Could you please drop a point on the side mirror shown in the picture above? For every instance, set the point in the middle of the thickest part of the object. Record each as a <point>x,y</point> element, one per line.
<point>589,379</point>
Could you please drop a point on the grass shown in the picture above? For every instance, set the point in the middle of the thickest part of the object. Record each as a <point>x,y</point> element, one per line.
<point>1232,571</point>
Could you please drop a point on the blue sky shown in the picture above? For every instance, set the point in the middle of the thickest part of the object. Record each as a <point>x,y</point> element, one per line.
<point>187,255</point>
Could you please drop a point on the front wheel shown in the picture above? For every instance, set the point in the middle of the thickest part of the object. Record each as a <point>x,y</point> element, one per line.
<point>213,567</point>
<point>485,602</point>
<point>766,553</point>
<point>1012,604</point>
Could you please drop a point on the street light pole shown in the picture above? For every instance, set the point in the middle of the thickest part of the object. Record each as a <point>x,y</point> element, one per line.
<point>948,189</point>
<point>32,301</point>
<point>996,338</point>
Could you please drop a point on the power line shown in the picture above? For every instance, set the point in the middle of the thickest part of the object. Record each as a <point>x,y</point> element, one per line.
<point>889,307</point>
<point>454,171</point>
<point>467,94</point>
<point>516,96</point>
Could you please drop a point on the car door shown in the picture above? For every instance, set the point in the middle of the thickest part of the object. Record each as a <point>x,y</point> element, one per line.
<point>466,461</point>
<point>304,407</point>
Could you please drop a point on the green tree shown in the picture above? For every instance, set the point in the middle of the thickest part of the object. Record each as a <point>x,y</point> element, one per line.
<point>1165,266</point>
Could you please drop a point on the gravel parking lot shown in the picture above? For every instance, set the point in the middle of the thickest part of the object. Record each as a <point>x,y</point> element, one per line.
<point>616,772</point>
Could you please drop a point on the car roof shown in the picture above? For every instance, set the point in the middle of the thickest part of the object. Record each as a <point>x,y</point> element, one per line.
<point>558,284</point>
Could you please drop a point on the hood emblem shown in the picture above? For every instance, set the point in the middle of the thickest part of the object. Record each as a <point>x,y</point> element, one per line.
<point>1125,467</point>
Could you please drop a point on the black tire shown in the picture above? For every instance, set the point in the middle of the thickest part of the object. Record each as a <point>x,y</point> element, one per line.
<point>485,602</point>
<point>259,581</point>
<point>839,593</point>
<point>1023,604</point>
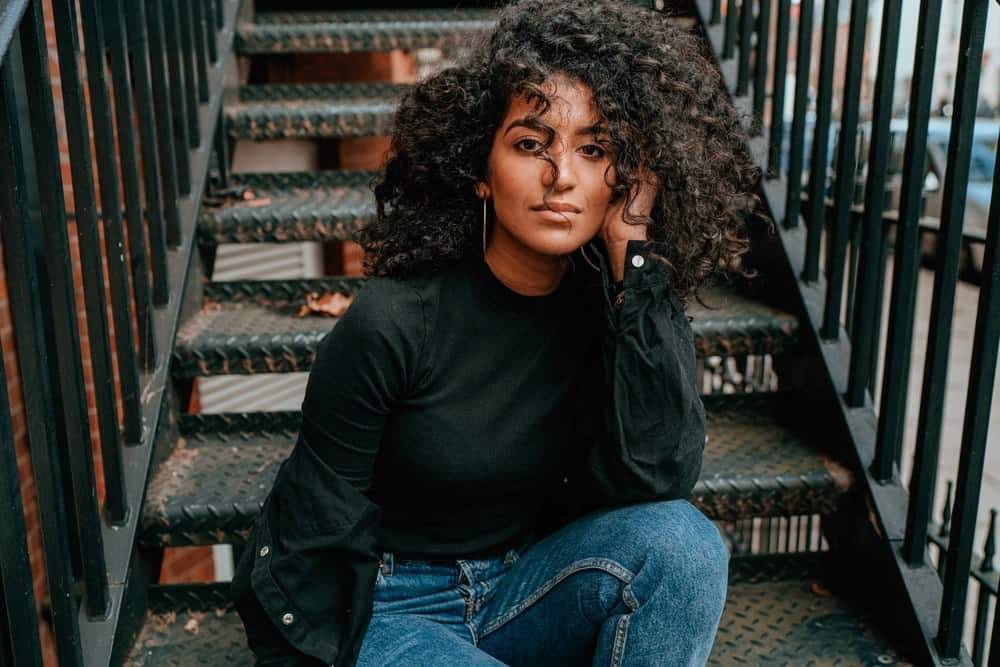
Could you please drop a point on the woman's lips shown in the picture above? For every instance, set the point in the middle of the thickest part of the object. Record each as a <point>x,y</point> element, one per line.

***

• _GIVEN TASK_
Recast the entries above as a Markdown table with the columns Row and Line, covering everything from the line containing "Could you please drop a point on the grass" down to the line containing "<point>996,338</point>". Give one numbered row per line, and omit any blank lines.

• _TASK OUTPUT_
| Row | Line |
|---|---|
| 1 | Could you please drop a point on the grass shown in the picture above? For every instance, set the point in the middle of the thickest part of the object. Record each as a <point>x,y</point> element, one per line. |
| 2 | <point>1232,571</point> |
| 3 | Could you please drop a point on the blue sky shown in the picture above? For every instance, set the point in the middle of the thickest part of the object. Record each as a <point>x,y</point> element, one per line. |
| 4 | <point>187,255</point> |
| 5 | Could you please drop a point on the front wheel shown in the picture above? For every instance, set the point in the middle of the thickest part of the object. Record each as a <point>x,y</point> element, one per line. |
| 6 | <point>213,567</point> |
| 7 | <point>485,602</point> |
| 8 | <point>766,553</point> |
| 9 | <point>1012,604</point> |
| 10 | Could you please drop a point on the street light pole shown in the picture above? For every instance, set the point in the middle of the thickest part of the object. Record each as a <point>x,y</point> element, one per line. |
| 11 | <point>948,189</point> |
| 12 | <point>32,301</point> |
| 13 | <point>996,338</point> |